From the data below, copy out word for word the part that opens with the line containing "the black shoulder bag" and closes with the line containing "x=110 y=218", both of those lines included.

Records from a data collection:
*****

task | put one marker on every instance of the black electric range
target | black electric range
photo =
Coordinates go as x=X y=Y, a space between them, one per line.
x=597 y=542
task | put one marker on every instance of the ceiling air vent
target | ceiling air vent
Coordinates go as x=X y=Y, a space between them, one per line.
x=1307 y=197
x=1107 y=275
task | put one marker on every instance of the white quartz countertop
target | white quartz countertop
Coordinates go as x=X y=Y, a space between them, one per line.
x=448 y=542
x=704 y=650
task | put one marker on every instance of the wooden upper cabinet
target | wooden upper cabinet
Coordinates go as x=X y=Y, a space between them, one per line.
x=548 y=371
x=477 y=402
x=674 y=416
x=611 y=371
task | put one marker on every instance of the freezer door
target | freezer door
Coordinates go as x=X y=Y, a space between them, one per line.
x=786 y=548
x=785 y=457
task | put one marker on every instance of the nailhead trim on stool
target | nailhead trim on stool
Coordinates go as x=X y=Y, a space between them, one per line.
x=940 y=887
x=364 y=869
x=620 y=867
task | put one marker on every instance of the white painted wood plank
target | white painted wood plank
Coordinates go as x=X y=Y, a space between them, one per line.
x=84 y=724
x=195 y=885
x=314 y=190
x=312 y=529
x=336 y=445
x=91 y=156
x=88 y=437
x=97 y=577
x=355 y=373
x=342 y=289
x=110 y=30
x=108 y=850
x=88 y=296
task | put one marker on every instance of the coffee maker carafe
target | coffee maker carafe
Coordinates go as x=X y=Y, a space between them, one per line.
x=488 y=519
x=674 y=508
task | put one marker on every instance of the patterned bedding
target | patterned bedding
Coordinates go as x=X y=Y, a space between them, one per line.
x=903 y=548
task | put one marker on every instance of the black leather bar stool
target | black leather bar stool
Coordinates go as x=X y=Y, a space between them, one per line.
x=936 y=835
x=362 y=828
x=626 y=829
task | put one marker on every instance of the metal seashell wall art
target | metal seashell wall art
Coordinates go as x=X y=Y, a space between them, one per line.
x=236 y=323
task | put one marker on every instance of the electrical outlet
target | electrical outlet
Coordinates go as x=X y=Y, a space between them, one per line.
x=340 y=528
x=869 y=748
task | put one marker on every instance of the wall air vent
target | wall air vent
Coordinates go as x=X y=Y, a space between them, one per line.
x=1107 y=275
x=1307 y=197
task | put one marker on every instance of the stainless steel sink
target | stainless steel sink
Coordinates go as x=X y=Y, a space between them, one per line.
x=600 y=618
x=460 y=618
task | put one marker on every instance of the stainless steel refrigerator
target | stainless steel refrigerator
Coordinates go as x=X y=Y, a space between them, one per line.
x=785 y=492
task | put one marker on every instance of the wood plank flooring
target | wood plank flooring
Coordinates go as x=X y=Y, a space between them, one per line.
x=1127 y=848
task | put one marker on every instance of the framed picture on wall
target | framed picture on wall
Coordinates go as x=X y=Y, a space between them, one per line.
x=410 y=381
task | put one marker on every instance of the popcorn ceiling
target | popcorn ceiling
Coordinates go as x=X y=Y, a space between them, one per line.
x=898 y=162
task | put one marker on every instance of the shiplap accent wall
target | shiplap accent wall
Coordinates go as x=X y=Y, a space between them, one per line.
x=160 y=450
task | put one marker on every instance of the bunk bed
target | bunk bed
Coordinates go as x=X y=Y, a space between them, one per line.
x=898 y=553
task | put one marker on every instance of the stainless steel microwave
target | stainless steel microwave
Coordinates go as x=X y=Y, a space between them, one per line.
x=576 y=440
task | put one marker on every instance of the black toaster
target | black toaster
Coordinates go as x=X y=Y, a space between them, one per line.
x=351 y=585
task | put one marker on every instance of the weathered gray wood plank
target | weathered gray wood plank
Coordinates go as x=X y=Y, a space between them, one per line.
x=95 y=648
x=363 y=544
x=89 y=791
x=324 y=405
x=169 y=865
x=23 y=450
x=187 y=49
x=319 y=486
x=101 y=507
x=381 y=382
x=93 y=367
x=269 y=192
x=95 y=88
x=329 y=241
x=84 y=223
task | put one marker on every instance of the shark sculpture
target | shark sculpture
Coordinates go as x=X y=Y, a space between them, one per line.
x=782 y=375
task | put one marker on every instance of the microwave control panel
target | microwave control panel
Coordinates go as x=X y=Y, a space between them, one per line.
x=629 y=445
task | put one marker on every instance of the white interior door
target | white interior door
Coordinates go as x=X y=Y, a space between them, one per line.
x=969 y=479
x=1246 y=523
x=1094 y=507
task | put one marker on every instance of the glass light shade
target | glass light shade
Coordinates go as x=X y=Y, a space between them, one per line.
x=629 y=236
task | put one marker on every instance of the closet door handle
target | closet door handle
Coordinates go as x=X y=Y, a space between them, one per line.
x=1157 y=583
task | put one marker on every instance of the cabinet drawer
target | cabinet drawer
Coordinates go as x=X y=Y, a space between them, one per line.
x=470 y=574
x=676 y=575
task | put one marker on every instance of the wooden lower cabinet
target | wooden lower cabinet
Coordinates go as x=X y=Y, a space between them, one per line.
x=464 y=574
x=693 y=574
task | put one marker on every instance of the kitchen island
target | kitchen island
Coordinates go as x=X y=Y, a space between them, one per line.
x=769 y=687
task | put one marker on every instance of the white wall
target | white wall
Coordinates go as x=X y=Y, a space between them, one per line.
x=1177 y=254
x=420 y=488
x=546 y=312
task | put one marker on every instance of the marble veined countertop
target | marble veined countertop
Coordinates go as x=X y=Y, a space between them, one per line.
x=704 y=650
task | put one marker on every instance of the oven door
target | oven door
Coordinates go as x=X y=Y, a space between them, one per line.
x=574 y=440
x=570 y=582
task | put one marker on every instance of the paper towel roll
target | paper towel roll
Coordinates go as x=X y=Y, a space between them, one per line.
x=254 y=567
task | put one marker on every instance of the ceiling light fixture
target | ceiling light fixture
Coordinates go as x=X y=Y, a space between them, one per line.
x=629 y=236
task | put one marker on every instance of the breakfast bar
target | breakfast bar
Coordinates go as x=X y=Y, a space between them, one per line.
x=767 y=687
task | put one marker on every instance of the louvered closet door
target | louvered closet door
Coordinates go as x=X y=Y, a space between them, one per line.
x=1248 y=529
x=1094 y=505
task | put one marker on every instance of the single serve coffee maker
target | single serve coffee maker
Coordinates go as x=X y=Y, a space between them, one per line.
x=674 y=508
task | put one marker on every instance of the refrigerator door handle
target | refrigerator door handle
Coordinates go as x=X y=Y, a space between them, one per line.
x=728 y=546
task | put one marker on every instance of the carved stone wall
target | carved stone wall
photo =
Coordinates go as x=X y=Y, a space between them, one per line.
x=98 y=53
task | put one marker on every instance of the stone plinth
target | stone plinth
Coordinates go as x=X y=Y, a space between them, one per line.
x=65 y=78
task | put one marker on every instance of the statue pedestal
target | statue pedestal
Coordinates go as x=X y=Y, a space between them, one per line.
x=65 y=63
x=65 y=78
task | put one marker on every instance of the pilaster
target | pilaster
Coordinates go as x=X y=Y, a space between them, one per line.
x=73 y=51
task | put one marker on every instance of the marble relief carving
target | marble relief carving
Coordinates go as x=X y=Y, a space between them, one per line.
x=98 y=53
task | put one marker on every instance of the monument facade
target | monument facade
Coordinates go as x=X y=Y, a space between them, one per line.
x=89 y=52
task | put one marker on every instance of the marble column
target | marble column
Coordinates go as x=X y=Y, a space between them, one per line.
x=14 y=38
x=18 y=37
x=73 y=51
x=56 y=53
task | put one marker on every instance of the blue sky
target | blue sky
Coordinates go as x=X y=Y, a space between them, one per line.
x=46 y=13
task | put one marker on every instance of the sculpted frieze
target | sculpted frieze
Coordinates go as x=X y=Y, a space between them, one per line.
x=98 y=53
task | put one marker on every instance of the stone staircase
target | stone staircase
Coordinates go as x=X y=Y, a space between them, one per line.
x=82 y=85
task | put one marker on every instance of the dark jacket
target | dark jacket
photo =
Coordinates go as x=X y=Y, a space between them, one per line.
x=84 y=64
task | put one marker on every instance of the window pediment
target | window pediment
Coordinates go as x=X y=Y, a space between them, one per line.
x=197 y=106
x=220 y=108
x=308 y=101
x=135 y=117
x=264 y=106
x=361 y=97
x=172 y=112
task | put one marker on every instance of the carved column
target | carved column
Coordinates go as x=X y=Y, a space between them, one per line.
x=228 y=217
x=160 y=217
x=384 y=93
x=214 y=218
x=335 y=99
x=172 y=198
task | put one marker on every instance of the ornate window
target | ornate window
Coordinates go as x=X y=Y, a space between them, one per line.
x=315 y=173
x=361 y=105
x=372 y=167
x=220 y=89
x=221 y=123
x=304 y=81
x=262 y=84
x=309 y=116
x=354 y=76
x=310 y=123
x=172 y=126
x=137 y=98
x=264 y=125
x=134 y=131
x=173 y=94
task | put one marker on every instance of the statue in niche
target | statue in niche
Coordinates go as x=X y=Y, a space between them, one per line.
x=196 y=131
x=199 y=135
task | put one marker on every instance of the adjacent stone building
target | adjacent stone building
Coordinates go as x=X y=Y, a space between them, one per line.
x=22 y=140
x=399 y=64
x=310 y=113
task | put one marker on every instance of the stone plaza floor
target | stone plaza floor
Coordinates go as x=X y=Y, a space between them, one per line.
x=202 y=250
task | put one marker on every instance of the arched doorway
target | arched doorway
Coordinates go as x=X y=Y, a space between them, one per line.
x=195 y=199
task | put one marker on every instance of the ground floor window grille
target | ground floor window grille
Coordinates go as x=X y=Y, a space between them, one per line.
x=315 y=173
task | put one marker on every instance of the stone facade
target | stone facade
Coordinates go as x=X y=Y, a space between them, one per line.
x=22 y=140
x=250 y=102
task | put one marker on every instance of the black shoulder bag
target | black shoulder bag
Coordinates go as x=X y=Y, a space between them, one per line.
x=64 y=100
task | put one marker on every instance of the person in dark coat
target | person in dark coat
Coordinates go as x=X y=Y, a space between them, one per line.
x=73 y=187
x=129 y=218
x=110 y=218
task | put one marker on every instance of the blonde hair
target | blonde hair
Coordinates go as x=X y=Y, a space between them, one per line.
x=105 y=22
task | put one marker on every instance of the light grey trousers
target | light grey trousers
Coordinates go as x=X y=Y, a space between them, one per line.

*****

● Problem solution
task | put one marker on every instance of the black shoulder bag
target | black shoulder bag
Coordinates go as x=X y=Y, a space between them, one per line.
x=64 y=100
task | put one marker on every instance of the person in dark coat
target | person in dark coat
Coordinates go as x=X y=Y, a space between them, one per line.
x=73 y=187
x=129 y=218
x=110 y=218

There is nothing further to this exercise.